__Task item__
Given the material below, output exactly the lines from the line with "What to find: woman's earring" to the line with "What to find: cactus plant", both ends included, and no other lines.
----- Data shown -----
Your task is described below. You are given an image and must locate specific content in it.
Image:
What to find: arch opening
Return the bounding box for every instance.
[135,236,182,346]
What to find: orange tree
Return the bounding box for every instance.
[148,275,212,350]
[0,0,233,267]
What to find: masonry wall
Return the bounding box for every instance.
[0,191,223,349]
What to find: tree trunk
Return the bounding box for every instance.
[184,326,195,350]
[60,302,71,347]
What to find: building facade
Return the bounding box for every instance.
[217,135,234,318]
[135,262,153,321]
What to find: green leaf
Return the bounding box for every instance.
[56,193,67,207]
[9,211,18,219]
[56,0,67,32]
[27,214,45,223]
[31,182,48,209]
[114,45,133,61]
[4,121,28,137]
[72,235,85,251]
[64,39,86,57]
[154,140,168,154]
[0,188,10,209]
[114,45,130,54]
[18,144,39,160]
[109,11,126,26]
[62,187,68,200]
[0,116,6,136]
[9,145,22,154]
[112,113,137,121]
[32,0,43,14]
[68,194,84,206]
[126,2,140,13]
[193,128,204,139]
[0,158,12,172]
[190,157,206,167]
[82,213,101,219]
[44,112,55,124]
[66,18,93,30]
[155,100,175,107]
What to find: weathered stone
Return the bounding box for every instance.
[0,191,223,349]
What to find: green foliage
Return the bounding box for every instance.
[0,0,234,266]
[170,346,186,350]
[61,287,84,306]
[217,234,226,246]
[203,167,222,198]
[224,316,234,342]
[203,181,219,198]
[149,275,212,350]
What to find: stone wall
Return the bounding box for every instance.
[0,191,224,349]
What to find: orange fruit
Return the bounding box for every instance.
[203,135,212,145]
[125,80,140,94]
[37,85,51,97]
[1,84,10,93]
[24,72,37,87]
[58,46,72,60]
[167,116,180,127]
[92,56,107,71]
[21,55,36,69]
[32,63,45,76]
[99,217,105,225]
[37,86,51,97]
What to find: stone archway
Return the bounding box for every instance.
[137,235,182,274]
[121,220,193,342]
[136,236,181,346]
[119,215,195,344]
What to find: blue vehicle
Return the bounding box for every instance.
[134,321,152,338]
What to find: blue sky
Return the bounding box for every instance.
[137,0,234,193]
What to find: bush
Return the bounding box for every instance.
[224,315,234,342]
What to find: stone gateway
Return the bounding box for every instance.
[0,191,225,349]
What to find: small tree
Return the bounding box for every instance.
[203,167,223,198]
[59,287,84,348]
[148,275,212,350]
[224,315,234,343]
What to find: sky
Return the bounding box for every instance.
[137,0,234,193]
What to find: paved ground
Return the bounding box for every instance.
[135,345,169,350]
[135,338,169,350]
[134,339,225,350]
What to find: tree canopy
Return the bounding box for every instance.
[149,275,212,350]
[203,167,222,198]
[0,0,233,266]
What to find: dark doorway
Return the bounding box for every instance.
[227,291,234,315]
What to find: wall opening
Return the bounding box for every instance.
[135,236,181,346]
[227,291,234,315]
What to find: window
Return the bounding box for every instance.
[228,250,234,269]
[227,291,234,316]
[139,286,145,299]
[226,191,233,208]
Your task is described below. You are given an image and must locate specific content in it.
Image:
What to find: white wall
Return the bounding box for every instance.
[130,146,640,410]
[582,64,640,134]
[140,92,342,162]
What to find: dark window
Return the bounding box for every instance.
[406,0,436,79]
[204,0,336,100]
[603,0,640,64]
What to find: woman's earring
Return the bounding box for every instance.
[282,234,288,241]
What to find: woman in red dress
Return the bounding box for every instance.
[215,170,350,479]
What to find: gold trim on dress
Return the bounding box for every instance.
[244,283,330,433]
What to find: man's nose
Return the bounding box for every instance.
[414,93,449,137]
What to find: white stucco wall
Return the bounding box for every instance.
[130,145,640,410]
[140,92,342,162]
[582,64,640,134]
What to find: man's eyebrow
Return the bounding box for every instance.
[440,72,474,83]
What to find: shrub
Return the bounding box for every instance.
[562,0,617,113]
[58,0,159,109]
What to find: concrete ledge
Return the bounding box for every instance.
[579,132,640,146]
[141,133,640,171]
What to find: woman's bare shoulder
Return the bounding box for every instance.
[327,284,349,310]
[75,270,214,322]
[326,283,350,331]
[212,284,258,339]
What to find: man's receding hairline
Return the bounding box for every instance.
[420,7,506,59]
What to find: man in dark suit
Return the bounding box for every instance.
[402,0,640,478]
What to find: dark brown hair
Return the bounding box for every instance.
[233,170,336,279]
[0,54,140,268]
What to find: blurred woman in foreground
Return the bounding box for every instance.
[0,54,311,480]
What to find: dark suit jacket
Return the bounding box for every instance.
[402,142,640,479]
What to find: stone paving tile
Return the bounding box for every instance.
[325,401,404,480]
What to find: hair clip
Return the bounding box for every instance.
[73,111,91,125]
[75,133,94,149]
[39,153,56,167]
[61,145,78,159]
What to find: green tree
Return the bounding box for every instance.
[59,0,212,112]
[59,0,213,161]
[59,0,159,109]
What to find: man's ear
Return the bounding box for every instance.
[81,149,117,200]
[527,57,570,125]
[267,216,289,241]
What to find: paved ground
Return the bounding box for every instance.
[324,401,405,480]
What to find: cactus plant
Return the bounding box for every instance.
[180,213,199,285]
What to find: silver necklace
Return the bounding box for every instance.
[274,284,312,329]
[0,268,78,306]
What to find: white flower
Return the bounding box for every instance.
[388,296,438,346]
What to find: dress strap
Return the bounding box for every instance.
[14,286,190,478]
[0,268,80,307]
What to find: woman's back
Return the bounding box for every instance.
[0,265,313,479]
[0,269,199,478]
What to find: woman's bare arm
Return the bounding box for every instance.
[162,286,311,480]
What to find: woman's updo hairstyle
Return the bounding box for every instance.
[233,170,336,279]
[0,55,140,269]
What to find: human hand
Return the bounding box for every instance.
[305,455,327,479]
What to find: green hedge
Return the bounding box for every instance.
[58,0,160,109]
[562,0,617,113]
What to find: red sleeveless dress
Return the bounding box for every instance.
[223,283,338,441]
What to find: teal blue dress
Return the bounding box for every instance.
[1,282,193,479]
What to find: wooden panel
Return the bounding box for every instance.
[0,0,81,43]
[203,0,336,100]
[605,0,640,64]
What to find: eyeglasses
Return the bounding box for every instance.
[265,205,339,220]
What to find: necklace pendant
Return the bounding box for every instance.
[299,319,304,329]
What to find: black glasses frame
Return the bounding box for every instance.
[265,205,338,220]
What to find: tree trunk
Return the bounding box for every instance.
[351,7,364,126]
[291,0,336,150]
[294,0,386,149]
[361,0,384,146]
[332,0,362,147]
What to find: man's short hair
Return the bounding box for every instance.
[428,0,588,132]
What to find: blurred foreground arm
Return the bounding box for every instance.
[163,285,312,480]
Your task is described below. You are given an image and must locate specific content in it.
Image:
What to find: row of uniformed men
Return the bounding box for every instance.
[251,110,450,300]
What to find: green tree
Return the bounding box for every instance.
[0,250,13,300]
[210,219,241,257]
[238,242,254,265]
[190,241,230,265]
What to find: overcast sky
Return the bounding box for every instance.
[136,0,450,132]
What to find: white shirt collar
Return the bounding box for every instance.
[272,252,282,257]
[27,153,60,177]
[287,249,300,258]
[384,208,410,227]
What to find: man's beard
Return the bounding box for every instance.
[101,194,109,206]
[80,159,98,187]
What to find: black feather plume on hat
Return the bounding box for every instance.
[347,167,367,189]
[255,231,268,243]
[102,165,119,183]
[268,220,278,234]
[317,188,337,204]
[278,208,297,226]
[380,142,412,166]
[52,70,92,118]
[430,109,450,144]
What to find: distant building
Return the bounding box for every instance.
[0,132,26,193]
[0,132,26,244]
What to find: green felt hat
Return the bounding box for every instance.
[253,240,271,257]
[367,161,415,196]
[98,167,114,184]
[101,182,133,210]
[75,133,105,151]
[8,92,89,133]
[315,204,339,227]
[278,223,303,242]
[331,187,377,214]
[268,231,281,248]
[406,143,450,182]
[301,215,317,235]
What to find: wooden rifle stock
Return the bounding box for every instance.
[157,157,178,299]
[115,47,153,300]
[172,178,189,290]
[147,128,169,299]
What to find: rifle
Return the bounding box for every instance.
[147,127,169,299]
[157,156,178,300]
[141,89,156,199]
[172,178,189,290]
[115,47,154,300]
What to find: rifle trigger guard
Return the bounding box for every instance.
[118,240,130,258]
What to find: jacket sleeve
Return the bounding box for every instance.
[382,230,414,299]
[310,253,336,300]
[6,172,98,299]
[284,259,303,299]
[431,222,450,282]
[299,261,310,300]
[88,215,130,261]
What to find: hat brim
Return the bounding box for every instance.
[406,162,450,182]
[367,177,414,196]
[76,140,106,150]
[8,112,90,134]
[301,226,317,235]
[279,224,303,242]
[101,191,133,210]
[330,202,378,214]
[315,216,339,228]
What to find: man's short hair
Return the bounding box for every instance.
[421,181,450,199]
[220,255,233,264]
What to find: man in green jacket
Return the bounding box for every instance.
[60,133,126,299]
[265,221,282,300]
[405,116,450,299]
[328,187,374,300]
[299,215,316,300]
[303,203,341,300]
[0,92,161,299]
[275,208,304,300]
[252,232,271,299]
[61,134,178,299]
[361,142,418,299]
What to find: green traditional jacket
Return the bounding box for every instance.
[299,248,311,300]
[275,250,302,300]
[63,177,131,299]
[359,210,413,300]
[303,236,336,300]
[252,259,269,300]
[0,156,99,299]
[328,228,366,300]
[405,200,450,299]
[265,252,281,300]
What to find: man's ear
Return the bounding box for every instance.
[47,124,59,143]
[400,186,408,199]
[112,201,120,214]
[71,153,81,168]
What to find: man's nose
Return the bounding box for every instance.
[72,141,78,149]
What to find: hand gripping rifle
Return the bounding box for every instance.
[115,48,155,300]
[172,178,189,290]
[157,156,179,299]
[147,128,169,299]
-----
__Your solution__
What to find: woman's earring
Return the bounding box for every instance.
[282,234,288,241]
What to find: woman in red dress
Return the bounding box for every instance.
[215,170,350,479]
What to find: gold trim on dress
Return the bounding box for every instance.
[244,283,330,433]
What to find: man's nose
Return the bounding box for every instance.
[414,93,449,137]
What to find: white stucco wall
Return the bounding box for every instance.
[130,145,640,410]
[140,92,342,162]
[582,64,640,134]
What to find: man's eyebrow
Return the bounding box for every instance.
[440,72,474,83]
What to find: shrub
Return the bounding box for every instance.
[562,0,617,113]
[58,0,159,109]
What to find: concrete ledge
Return the bounding box for every instance.
[579,132,640,146]
[141,133,640,171]
What to find: woman's bare shoulder
Return the bounding box for every instance.
[327,284,349,310]
[75,270,214,322]
[326,283,350,331]
[212,284,258,339]
What to find: man's receding hairline
Return the bounding box for every instance.
[420,7,506,59]
What to find: man in dark suit
Return the bounding box for every instance.
[402,0,640,478]
What to find: dark brown hair
Return the bounding box for every instance.
[233,170,336,279]
[0,54,140,268]
What to find: blurred woman in foreground
Return the bounding box for every instance.
[0,54,311,480]
What to find: dark suit jacket
Return the bounding box for every instance.
[402,142,640,479]
What to find: stone paving tile
Return the bounding box for every instance.
[325,401,404,480]
What to find: hair clip
Return the bounding box for every instance.
[73,111,91,125]
[75,133,94,149]
[39,153,56,167]
[61,145,78,159]
What to find: green tree
Return the bounding box for every instance.
[59,0,212,112]
[59,0,213,161]
[59,0,159,109]
What to find: man's ear
Return the bounding box for every instance.
[81,149,117,200]
[527,57,570,125]
[267,216,289,241]
What to find: paved ground
Return the bounding box for every instance.
[324,401,405,480]
What to find: cactus plant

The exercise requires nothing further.